**Excerpts of labeled region data**
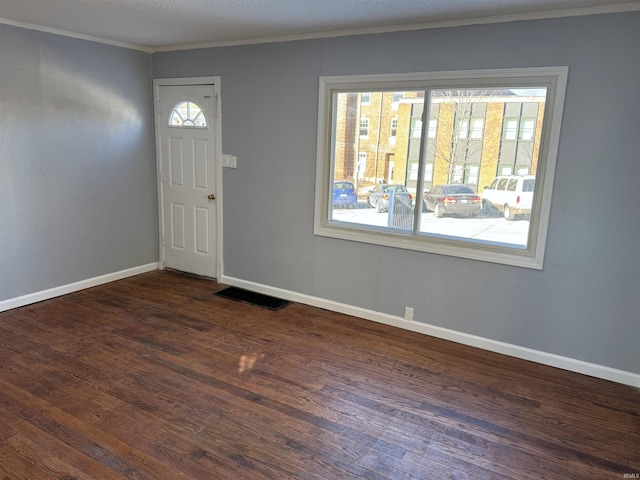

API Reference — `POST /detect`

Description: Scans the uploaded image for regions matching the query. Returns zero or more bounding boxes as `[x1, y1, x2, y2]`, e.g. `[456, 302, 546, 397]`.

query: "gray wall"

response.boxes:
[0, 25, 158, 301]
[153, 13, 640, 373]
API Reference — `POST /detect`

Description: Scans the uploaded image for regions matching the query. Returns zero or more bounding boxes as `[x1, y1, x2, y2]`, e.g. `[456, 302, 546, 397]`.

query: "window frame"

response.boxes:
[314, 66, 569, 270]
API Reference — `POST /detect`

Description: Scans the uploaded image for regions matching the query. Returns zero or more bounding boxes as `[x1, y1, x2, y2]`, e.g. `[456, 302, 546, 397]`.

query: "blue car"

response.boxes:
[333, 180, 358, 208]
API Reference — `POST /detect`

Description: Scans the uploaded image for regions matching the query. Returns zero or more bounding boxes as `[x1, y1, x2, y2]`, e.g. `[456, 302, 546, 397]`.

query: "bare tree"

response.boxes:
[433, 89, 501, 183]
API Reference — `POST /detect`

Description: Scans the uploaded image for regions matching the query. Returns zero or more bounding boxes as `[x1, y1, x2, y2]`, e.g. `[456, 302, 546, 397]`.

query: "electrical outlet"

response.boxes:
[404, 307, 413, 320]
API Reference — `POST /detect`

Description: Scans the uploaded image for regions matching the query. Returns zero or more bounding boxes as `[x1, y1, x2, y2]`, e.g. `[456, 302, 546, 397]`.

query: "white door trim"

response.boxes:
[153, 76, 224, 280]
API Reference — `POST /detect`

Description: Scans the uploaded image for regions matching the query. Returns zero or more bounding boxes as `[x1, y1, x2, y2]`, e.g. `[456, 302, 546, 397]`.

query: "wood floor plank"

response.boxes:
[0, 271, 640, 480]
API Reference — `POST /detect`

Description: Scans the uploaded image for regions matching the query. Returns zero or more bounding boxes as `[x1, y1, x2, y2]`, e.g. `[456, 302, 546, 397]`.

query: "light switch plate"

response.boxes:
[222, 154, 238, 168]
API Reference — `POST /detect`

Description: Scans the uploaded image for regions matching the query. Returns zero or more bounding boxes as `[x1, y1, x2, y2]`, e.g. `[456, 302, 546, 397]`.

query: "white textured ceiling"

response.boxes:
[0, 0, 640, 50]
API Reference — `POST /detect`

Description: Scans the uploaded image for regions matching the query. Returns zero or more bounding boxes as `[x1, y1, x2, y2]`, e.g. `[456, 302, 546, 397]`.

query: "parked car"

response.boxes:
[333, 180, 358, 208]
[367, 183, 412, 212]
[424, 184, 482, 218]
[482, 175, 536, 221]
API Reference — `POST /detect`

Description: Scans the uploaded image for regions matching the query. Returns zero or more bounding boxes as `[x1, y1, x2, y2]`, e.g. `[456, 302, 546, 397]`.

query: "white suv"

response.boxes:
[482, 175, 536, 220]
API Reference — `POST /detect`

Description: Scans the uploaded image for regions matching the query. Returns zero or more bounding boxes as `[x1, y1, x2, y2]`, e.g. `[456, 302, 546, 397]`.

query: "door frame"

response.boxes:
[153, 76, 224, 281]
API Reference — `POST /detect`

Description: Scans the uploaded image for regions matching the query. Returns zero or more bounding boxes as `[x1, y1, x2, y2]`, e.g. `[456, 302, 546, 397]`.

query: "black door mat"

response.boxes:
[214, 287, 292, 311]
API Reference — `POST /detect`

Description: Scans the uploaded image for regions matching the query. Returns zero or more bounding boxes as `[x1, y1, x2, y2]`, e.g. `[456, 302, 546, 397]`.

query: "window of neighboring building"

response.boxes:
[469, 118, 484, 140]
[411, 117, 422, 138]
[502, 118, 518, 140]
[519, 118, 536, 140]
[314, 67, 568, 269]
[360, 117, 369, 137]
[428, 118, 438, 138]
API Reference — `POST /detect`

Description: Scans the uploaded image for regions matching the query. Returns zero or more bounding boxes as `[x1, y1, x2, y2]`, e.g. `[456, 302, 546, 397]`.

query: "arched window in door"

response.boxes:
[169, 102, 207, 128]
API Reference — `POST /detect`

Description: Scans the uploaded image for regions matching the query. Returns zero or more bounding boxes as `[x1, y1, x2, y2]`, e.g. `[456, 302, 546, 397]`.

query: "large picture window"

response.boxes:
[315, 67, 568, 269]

**STATED EXERCISE**
Please rewrite the items as a JSON list of strings, one string per line, starting from the beginning of the items and going on through the line containing "[222, 154, 238, 168]". Skip blank lines and leave the pictures out.

**SOLUTION TO THIS PROBLEM**
[
  "API Reference — `POST /detect`",
  "Description: Scans the uploaded image for regions matching the query. Returns zero or more bounding boxes as `[x1, y1, x2, y2]`, e.g. `[456, 302, 546, 397]`.",
  "query: \"gray wall\"",
  "response.boxes:",
  "[0, 25, 158, 301]",
  "[153, 13, 640, 373]",
  "API Reference — `POST /detect`",
  "Description: Scans the uploaded image for regions matching the query. Returns zero or more bounding boxes as `[x1, y1, x2, y2]`, e.g. `[456, 302, 546, 397]`.",
  "query: \"window frame\"",
  "response.boxes:",
  "[314, 66, 569, 270]",
  "API Reference — `POST /detect`",
  "Description: Scans the uploaded image for regions matching the query. Returns zero or more bounding boxes as `[x1, y1, x2, y2]`, e.g. `[456, 302, 546, 397]`.",
  "query: \"blue car\"",
  "response.boxes:",
  "[333, 180, 358, 208]",
  "API Reference — `POST /detect`",
  "Description: Scans the uploaded image for regions matching the query. Returns zero or more bounding boxes as `[x1, y1, x2, y2]`, e.g. `[456, 302, 546, 397]`.",
  "query: \"bare tree\"",
  "response.boxes:",
  "[433, 89, 501, 183]",
  "API Reference — `POST /detect`",
  "Description: Scans the uploaded image for regions matching the query. Returns zero or more bounding boxes as `[x1, y1, x2, y2]`, e.g. `[456, 302, 546, 397]`.",
  "query: \"electrical outlet\"",
  "response.boxes:",
  "[404, 307, 413, 320]",
  "API Reference — `POST /detect`",
  "Description: Scans the uploaded image for regions matching the query. Returns zero or more bounding boxes as `[x1, y1, x2, y2]`, e.g. `[456, 302, 546, 397]`.",
  "query: \"white door trim\"",
  "response.boxes:",
  "[153, 76, 224, 280]",
  "API Reference — `POST /detect`",
  "Description: Scans the uploaded image for regions matching the query. Returns zero or more bounding boxes as `[x1, y1, x2, y2]`, e.g. `[456, 302, 546, 397]`.",
  "query: \"wood floor plank\"",
  "response.boxes:",
  "[0, 271, 640, 480]",
  "API Reference — `POST /detect`",
  "Description: Scans the uploaded image for regions matching the query. Returns zero or more bounding boxes as `[x1, y1, x2, y2]`, e.g. `[456, 302, 546, 397]`.",
  "query: \"light switch plate\"",
  "response.boxes:",
  "[222, 154, 238, 168]"
]